=== 抜粋文 ===
この方法は、2012年にイギリス政府とスコットランド自治政府との間で取り決められた。だから、この住民投票には正統性とそれに由来する強制力があると見なすことはできる。しかし、民主的な決定の正統性はその決定に直接影響を受けるすべての人びと――このケースではイギリス国民と考えることが理に適っているだろう――が決定のプロセスに参与することによって生じるという考え方もある。その場合、今回の住民投票とその結果にそのような意味での民主的な正統性があるとは必ずしも言えない。

 

確かに、民主主義には、自己決定あるいは自己統治という理念がその根幹に存在する。したがって、その理念からすれば、スコットランドの運命はスコットランドの住民が決定するべきだということになる。しかし、その一方で、自己決定や自己統治という理念の「自己」の意味するところを「直接影響を受ける人びと」として広く捉えるなら、スコットランドの運命の決定には、それまでスコットランドと共にイギリスという国家を構成してきた他の地域の住民たちも参与するべきだということになる。要するに、今回のスコットランドのケースのように、ある地域の国家からの独立をその地域の住民投票だけにもとづいて決定する場合、その手続きに十全な民主的正統性が備わっていたかどうかには、疑問の余地があるということである。このようにスコットランドのケースの特異性は、民主的な正統性という点で脆弱な手続きにもとづいて、独立の是非を問う決定が行われた点にあると考えられるのである。

 

成熟した民主主義の閉塞性

この特異性に鑑みると、スコットランドと同様な手続きで沖縄の独立が達成されることはまずありえない。そもそも現行の日本国憲法では、このような事態が想定されていないし、それゆえ、そのための手続きも規定されていない。また、かりに中央政府沖縄県との間でスコットランドと同様の住民投票の合意が結ばれ、それに基づき投票が行われたとしても、その合意の法的な有効性が司法の場で争われる可能性がある。すなわち、中央と地方の行政府間のそうした行為に合憲性という意味での民主的な正統性があるかどうかが問われるわけである。もちろん立法をとおして、新たな規定を設けることも可能であろう。その場合には、立法過程において沖縄以外の他の地域の利害や意思が反映されることになり、投票そして独立までの道のりはきわめて厳しいものになるに違いない。
===
**設問 1**
記録の中で、文字列「dark」を含む行がいくつあるかを数え、その数だけを答えなさい。
**設問 2**
上の抜粋文(スコットランドの住民投票と沖縄の独立を論じたもの)を、最後の文に続けて書き進めなさい。
=== 提示情報 ===
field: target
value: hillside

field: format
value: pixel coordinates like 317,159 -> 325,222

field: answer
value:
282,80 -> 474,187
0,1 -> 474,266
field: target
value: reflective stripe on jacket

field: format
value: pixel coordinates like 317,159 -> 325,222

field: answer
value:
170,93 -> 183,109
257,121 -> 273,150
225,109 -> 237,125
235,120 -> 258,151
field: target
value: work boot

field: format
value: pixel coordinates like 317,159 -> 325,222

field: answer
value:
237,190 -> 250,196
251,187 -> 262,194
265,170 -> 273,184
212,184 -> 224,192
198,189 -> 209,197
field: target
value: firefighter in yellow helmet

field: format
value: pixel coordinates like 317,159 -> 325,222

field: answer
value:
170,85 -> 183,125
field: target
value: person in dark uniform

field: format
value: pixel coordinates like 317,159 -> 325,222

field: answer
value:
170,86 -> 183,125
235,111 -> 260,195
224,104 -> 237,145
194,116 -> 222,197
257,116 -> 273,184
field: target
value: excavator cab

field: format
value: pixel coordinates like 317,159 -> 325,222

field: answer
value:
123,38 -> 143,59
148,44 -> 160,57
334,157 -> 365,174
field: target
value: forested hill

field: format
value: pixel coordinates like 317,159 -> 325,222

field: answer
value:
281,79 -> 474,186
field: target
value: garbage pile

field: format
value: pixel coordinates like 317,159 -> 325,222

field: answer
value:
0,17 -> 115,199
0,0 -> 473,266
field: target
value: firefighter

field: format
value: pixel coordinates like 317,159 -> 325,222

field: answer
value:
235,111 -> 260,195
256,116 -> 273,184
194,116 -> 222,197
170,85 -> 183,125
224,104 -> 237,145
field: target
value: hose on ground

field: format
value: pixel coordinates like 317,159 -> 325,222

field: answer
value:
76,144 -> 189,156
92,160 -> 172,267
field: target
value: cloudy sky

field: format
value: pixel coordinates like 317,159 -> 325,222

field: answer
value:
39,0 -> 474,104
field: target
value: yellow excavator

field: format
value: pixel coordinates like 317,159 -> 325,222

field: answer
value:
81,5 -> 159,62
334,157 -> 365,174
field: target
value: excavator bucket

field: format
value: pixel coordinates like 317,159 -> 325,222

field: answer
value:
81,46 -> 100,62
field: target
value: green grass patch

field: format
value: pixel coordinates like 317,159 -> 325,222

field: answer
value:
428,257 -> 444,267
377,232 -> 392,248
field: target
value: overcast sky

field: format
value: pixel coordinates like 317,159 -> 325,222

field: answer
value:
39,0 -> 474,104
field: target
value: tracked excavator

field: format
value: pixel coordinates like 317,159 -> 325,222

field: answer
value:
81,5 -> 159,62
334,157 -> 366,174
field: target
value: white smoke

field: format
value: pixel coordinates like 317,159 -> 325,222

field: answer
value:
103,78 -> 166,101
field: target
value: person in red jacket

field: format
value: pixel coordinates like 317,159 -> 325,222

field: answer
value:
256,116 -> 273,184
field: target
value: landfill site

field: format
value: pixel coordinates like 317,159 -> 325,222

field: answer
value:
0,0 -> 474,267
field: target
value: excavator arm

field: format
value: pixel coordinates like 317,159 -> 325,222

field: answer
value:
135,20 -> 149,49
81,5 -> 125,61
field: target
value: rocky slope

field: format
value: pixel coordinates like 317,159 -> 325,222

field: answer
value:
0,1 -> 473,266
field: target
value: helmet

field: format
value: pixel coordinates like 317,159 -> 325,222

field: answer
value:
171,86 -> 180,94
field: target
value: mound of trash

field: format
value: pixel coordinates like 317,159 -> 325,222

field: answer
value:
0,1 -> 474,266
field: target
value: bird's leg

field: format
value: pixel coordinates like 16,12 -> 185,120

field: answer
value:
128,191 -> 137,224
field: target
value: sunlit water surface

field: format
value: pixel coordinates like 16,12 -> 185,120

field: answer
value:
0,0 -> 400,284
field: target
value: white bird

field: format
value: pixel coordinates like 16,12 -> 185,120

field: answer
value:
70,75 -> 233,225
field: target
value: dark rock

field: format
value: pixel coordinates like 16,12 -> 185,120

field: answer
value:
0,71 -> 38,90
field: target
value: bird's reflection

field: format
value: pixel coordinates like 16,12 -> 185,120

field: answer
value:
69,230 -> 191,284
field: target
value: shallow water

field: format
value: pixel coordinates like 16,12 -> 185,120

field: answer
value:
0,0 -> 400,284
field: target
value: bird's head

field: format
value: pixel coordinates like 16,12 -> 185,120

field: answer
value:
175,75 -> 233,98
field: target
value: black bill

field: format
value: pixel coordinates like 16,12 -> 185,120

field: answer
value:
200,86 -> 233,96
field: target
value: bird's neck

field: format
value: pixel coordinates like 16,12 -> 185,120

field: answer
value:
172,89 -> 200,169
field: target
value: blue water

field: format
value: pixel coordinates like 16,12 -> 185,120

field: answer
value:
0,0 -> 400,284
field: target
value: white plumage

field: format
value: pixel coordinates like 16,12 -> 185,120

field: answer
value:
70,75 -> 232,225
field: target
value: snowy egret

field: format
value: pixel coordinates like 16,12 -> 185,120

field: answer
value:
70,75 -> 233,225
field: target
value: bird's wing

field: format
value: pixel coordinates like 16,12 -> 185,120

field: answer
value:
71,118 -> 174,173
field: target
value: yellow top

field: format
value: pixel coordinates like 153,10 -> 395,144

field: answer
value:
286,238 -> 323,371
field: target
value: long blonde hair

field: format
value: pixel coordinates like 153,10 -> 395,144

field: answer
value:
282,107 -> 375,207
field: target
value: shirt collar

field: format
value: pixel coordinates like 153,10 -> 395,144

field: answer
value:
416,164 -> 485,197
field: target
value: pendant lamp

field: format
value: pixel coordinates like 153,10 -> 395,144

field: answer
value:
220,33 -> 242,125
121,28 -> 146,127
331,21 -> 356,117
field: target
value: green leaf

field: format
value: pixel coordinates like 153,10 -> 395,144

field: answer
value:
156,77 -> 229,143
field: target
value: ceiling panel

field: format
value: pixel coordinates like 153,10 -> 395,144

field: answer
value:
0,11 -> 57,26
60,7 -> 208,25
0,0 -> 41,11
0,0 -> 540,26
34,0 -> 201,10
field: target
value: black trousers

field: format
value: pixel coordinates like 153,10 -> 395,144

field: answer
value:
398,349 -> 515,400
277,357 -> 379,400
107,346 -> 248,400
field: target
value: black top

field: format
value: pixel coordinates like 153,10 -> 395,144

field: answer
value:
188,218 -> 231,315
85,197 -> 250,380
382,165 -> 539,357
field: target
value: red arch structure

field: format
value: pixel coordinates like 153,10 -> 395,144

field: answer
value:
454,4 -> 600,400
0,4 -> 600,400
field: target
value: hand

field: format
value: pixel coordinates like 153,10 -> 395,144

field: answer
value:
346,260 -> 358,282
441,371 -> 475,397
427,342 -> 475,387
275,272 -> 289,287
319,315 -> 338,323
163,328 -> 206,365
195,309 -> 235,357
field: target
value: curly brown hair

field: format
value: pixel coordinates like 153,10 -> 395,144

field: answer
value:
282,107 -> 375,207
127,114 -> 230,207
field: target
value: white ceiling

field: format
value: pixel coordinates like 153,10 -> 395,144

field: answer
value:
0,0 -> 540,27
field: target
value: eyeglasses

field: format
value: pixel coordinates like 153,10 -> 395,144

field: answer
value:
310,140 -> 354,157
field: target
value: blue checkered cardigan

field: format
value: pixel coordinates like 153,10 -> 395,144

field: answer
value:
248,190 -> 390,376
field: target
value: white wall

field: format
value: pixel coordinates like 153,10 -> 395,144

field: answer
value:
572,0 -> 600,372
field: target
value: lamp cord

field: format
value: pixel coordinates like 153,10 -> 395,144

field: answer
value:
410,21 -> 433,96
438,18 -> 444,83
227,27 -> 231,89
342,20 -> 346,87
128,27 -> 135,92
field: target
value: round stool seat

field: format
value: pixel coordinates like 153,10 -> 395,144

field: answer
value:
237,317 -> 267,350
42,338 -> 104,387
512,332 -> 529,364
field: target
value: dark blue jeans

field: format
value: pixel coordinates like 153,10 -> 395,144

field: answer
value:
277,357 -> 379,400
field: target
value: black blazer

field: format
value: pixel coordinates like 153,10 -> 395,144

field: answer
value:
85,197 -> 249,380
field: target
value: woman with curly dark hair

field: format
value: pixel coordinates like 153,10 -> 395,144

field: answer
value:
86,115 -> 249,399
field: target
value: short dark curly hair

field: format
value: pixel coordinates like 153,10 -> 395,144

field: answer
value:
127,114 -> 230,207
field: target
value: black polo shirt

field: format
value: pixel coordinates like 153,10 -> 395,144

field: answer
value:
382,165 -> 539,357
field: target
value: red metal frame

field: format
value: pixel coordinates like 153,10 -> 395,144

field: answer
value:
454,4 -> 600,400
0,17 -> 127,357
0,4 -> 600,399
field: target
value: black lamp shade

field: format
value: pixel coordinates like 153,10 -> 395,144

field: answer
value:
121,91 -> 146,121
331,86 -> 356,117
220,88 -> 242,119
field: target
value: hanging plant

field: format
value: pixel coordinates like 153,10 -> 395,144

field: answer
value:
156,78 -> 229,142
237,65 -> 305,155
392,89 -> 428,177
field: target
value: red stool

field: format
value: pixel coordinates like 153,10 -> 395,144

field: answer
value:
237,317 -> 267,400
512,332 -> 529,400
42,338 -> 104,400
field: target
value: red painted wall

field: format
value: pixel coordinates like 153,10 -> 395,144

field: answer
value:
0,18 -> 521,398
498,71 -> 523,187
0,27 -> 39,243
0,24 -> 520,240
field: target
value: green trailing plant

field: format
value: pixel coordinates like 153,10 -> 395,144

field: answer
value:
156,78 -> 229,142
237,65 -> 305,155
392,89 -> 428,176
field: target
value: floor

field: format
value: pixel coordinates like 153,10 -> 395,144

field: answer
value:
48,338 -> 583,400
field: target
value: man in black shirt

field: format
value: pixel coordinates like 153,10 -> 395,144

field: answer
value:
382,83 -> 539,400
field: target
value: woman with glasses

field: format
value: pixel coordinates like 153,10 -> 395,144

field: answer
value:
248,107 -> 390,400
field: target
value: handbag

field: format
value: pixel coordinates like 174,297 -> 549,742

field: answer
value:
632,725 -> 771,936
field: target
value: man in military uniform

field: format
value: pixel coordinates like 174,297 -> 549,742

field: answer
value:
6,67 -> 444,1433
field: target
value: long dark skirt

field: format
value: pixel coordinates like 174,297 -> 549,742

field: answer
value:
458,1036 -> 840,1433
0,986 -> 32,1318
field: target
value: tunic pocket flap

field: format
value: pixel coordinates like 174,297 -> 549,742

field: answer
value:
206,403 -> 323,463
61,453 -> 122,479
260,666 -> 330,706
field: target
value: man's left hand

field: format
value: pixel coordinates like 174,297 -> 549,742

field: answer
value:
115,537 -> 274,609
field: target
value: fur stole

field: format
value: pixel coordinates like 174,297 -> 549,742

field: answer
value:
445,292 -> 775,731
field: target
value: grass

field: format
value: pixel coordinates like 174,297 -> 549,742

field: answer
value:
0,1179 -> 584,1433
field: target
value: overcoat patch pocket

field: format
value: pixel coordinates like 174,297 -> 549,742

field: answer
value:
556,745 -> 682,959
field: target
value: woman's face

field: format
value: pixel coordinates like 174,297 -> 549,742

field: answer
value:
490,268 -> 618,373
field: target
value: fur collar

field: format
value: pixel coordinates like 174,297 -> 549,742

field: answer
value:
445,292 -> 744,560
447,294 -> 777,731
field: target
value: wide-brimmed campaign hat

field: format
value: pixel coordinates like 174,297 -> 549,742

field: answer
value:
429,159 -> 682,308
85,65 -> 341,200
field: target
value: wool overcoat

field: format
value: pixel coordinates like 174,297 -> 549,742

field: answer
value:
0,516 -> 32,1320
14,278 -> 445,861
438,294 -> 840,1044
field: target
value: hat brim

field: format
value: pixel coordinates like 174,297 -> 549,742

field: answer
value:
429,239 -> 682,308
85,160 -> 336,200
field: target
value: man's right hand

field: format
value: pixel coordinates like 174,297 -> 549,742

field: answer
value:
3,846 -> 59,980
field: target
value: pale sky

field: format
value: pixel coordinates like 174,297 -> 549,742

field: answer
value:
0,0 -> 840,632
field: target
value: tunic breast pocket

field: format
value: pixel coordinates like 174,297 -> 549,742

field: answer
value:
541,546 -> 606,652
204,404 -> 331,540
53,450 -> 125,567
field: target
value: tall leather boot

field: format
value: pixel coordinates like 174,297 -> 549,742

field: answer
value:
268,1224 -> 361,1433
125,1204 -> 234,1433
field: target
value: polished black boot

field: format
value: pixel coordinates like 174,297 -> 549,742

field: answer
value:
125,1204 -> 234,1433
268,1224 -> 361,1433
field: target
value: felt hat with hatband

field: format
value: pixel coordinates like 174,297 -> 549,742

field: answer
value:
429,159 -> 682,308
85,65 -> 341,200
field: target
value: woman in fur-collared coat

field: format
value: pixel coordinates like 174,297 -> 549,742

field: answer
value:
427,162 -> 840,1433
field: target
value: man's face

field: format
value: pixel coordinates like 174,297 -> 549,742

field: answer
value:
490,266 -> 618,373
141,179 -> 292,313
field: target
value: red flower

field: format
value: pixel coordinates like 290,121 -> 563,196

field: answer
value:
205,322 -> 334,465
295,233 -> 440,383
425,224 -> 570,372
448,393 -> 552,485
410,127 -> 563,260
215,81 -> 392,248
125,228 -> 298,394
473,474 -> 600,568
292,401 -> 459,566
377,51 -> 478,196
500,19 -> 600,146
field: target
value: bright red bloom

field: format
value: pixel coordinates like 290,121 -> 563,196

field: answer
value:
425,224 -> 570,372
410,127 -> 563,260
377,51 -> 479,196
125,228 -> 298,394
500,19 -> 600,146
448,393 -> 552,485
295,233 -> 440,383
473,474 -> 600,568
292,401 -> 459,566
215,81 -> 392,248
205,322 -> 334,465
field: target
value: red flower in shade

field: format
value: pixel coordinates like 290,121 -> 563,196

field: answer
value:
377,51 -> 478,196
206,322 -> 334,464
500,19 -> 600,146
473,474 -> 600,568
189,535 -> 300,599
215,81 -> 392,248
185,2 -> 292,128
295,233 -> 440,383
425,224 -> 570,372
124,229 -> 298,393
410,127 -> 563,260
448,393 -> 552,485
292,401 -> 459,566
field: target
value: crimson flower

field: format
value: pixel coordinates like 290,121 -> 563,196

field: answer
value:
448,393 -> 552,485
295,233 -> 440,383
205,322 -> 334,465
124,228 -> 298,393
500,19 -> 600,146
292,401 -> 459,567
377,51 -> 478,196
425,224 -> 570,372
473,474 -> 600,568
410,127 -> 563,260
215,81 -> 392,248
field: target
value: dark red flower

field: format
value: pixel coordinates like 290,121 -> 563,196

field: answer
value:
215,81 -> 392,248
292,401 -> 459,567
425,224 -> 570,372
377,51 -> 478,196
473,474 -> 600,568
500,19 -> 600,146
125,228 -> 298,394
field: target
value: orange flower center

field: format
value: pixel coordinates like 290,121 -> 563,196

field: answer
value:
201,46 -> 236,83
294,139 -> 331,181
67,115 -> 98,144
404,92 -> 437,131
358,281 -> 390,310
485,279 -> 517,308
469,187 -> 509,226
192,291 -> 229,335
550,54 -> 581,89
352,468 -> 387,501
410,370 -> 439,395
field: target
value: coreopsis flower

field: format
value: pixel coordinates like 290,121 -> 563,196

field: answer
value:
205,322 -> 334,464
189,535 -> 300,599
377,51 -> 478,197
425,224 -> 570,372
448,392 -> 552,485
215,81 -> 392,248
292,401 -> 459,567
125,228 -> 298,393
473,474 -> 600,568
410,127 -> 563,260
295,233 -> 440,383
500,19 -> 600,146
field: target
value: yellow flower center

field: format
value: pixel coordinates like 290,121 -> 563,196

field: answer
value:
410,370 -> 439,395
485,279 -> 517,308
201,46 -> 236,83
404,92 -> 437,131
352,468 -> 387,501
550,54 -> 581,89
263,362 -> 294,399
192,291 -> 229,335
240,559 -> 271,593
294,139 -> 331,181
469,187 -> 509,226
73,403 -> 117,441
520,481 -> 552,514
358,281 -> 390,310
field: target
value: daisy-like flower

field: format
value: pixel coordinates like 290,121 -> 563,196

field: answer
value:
===
**解答 1**
7

**解答 2**
このことは何を意味しているのであろうか。それは、国民国家からの離脱のような、現行の民主政治やそれを基礎づける憲法の前提となっている枠組みの変更、あるいは、18世紀の終わりから20世紀における体制変革としての革命を成熟した民主社会の民主的な手続きにもとづいて達成することがほとんど不可能だということである(近年では、1993年のチェコスロバキア連邦共和国の連邦制解消、いわゆる「ビロード離婚」がその例外として挙げられるかもしれない)。

 

確かに選挙による平和的な政権の交代は可能であり、また、憲法に規定された手続きに従った憲法それ自体の改定も可能だ。しかし、これを翻って言えば、いかなる社会の改革も、憲法によって規定された民主的な手続きに従わねばならず、その手続きが憲法によって規定されていない場合には、社会の改革は憲法の根本原理に従うものでなければならないということだ。したがって、民主的な手続きや民主的な憲法の原理を超越する政治的な出来事はもはや不可能であり、かりに可能であったとしてもいかなる正統性を有することはない。そうした政治的出来事を革命と呼ぶならば、民主的な社会の民主的な手続きにもとづいた革命などは、望ましいか望ましくないかは別として、まずありえないのである(もちろん、この議論は憲法制定権力の問題に行き着くが、それについては別の機会に扱う)。

 

人権を保障し社会問題の解決することを国家の責務とする民主社会の成熟によって革命の不在の時代が到来したという指摘は、昔から繰り返されてきた。例えば、ポスト産業社会の深まりがマルクス主義的に理解され革命の条件――敵対する階級の闘争――を消失させたというような社会学的な視点からの指摘がこれに当たる。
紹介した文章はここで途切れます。